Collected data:
┌────────
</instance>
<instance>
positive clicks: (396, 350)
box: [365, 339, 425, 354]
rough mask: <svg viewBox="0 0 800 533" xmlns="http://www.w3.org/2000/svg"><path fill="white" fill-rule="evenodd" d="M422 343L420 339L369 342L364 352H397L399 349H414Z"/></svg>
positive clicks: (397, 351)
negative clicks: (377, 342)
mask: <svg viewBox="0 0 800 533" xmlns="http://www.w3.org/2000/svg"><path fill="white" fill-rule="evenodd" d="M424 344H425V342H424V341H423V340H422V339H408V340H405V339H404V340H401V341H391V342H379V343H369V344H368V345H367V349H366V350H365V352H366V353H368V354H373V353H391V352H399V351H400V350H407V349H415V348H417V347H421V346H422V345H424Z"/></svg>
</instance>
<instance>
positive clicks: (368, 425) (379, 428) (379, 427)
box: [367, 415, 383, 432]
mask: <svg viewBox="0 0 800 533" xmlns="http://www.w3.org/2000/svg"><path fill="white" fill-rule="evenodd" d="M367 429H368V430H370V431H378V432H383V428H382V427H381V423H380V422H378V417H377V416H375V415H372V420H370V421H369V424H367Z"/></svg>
└────────
AIM OF THE EXERCISE: Return, in full, every line of these entries that holds "positive".

SOLUTION TO THIS EXERCISE:
positive clicks: (396, 350)
positive clicks: (397, 351)
positive clicks: (368, 425) (379, 428) (379, 427)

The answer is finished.